[Saved data entries]
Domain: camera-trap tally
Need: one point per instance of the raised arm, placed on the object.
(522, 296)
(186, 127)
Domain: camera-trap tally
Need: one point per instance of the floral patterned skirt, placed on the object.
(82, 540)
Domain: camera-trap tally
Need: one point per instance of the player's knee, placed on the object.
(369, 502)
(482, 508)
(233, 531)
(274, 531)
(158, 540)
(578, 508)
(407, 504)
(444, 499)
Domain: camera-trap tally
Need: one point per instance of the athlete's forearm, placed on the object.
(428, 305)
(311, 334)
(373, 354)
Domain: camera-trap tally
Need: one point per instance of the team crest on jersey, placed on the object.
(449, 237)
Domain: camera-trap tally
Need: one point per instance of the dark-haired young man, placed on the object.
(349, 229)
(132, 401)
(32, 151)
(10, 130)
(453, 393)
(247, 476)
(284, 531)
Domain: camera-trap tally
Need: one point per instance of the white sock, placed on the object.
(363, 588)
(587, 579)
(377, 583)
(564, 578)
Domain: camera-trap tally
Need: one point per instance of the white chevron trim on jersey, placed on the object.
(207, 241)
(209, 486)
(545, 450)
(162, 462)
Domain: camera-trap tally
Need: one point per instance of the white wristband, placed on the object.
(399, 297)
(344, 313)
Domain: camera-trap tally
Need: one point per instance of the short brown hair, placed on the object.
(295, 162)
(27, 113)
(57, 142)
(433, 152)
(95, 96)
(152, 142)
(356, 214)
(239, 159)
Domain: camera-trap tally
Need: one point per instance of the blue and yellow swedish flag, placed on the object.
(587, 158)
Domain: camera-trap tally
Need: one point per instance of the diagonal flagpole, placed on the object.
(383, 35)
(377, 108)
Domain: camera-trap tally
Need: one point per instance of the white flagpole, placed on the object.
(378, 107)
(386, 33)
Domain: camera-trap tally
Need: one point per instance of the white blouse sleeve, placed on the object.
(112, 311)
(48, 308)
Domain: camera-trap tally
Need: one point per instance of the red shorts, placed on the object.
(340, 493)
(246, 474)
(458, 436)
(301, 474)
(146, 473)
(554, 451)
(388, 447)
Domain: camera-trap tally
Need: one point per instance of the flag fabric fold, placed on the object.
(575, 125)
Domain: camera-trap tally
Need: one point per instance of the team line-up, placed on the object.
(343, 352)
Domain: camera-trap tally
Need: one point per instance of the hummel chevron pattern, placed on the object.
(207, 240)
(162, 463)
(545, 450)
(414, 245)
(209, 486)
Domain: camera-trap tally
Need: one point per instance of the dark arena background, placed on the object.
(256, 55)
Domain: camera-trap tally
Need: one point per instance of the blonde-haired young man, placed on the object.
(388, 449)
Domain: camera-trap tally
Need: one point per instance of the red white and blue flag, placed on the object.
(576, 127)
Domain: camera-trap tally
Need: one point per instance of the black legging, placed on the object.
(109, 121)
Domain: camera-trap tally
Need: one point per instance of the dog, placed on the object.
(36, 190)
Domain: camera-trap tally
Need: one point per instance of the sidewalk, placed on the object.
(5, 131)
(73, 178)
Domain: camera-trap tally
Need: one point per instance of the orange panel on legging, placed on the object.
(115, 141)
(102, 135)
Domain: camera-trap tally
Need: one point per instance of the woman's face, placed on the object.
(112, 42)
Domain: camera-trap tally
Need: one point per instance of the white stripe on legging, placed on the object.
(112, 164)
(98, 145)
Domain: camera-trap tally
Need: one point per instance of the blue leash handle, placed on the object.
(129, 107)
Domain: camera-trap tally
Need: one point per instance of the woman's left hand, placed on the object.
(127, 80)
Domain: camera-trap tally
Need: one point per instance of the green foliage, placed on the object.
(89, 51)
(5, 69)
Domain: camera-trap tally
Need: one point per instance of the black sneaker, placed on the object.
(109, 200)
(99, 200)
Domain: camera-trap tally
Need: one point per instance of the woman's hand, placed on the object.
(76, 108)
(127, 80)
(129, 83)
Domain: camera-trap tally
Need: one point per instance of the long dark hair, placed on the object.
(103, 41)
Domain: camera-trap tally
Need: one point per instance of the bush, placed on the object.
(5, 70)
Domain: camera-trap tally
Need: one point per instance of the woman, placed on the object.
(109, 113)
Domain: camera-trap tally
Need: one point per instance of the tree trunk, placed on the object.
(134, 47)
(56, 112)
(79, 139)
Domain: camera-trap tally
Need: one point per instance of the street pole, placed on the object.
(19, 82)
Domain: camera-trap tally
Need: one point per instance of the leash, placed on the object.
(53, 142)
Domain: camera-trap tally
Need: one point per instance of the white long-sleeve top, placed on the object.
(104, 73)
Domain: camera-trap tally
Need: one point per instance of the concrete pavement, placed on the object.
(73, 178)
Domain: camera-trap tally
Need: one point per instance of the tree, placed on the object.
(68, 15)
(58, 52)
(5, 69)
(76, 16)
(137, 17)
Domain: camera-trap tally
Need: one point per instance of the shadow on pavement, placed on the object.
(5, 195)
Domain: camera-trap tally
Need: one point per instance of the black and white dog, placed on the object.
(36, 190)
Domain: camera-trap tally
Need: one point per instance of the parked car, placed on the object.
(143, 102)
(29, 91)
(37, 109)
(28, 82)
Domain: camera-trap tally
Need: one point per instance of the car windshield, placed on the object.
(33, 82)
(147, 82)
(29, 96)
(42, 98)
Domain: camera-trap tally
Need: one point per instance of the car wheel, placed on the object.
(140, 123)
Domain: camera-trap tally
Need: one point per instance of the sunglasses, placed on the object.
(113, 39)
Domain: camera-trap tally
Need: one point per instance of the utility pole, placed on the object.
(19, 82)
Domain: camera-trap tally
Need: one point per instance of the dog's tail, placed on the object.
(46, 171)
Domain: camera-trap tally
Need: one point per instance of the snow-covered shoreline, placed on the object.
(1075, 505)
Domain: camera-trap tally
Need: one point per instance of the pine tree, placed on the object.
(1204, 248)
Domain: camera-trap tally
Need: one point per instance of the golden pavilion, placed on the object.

## Exercise
Extract all of the material exactly as it is written.

## Exercise solution
Domain: camera-trap tally
Need: one point per instance of the raised arm, placed on the object.
(522, 296)
(186, 127)
Domain: camera-trap tally
Need: one point per instance of the floral patterned skirt, placed on the object.
(82, 540)
Domain: camera-trap tally
Need: one point per instance of the player's knee, placed on the object.
(369, 502)
(482, 508)
(233, 531)
(274, 531)
(158, 540)
(578, 508)
(407, 504)
(444, 499)
Domain: camera-trap tally
Need: one point per instance of the athlete's forearm, placed on the object.
(428, 305)
(311, 334)
(373, 354)
Domain: camera-trap tally
Need: one point per instance of the team crest on jersey, placed on the object.
(449, 237)
Domain: camera-trap tally
Need: one point per instance of the dark-haired young man, placed on the object.
(349, 229)
(132, 401)
(32, 151)
(10, 130)
(453, 393)
(247, 476)
(284, 531)
Domain: camera-trap tally
Need: one point per instance of the white sock, placed on the object.
(363, 588)
(587, 579)
(377, 583)
(564, 578)
Domain: camera-trap tally
Need: one point per instance of the white chevron trim on jersey, placed on the object.
(207, 241)
(209, 486)
(545, 450)
(162, 462)
Domain: camera-trap tally
Need: one point per instance of the white wristband, placed on the object.
(399, 297)
(344, 313)
Domain: camera-trap tally
Need: one point per instance of the short brown hair, placed on the object.
(295, 162)
(27, 113)
(57, 142)
(433, 152)
(95, 96)
(152, 142)
(356, 214)
(239, 159)
Domain: camera-trap tally
Need: one point per instance of the blue and yellow swedish flag, placed on the object.
(587, 158)
Domain: camera-trap tally
Need: one point per instance of the diagonal flagpole, placed on the object.
(383, 35)
(377, 108)
Domain: camera-trap tally
Need: one point per instance of the white flagpole, placed on the object.
(378, 107)
(386, 33)
Domain: camera-trap tally
Need: one point per instance of the white blouse sleeve, placed on the object.
(112, 311)
(48, 308)
Domain: camera-trap tally
Need: one point per instance of the red shorts, placed on the object.
(340, 493)
(246, 474)
(458, 436)
(301, 474)
(146, 473)
(554, 451)
(388, 447)
Domain: camera-trap tally
Need: one point per instance of the flag fabric fold, placed on the object.
(575, 125)
Domain: camera-trap tally
Need: one point per instance of the team line-up, placed on the object.
(343, 352)
Domain: camera-trap tally
Need: one point per instance of the hummel chevron pattern, placed on the object.
(207, 240)
(162, 463)
(545, 450)
(414, 245)
(209, 486)
Domain: camera-trap tally
Need: one point per instance of the dark arena background, placed on the object.
(256, 55)
Domain: camera-trap tally
Need: one point per instance of the blonde-haired young man, placed on the object.
(388, 449)
Domain: camera-trap tally
Need: one point per instance of the red white and blue flag, placed on the object.
(576, 127)
Domain: camera-trap tally
Need: one point per instance of the black legging, placed on the object.
(109, 121)
Domain: camera-trap tally
Need: one point per instance of the dog, placed on the object.
(36, 190)
Domain: camera-trap tally
Need: one point per instance of the sidewalk, placed on the object.
(5, 131)
(73, 178)
Domain: camera-trap tally
Need: one point per instance of the orange panel on legging, placed on the object.
(115, 141)
(102, 135)
Domain: camera-trap tally
Need: one point per instance of the woman's face, placed on the object.
(112, 42)
Domain: camera-trap tally
Need: one point per instance of the white stripe on legging, placed on the object.
(112, 164)
(98, 145)
Domain: camera-trap tally
Need: one point per instance of the blue leash handle, placed on the object.
(129, 107)
Domain: camera-trap tally
Need: one point per instance of the woman's left hand, placed on the object.
(127, 80)
Domain: camera-trap tally
Need: one point per instance of the green foliage, placed on the object.
(89, 51)
(5, 69)
Domain: camera-trap tally
Need: one point per instance of the black sneaker, placed on the object.
(109, 200)
(99, 200)
Domain: camera-trap tally
Need: one point per instance of the woman's hand, placed on the object.
(76, 108)
(127, 80)
(129, 83)
Domain: camera-trap tally
Need: one point per instance of the long dark hair, placed on the object.
(103, 41)
Domain: camera-trap tally
Need: one point per instance of the bush, placed on the object.
(5, 70)
Domain: camera-trap tally
Need: one point per instance of the woman, placed on the object.
(109, 113)
Domain: camera-trap tally
Need: one point per instance of the tree trunk, placed on the object.
(134, 47)
(56, 112)
(79, 139)
Domain: camera-trap tally
Need: one point per instance of the street pole, placed on the object.
(19, 82)
Domain: camera-trap tally
Need: one point per instance of the leash, placed on the object.
(53, 142)
Domain: camera-trap tally
Need: one point per instance of the white long-sleeve top, placed on the object.
(104, 73)
Domain: camera-trap tally
Need: one point per instance of the concrete pavement, placed on the object.
(73, 178)
Domain: camera-trap tally
Need: one point per instance of the tree, placed on the object.
(68, 15)
(58, 52)
(5, 69)
(76, 16)
(137, 17)
Domain: camera-trap tally
Need: one point per instance of the shadow on pavement, placed on the object.
(5, 195)
Domain: camera-trap tally
Need: one point per instance of the black and white dog, placed on the object.
(36, 190)
Domain: camera-trap tally
Need: one point per instance of the parked car, placed on the object.
(143, 102)
(29, 91)
(37, 109)
(28, 82)
Domain: camera-trap tally
Need: one point per instance of the car windshield, placed on the object.
(33, 82)
(147, 82)
(29, 96)
(42, 98)
Domain: camera-trap tally
Need: one point per instance of the car wheel, placed on the object.
(140, 123)
Domain: camera-trap tally
Need: one point per instance of the sunglasses, placed on the object.
(113, 39)
Domain: camera-trap tally
Need: one point per instance of the utility pole, placed on the object.
(19, 82)
Domain: camera-trap tally
Need: one point per instance of the dog's tail, placed on the object.
(46, 171)
Domain: camera-trap tally
Need: one point per instance of the snow-covered shoreline, placed on the object.
(1075, 505)
Domain: camera-trap tally
Need: one point per instance of the pine tree, placed on the object.
(1204, 248)
Domain: camera-trap tally
Need: one point per instance of the golden pavilion, placed on the object.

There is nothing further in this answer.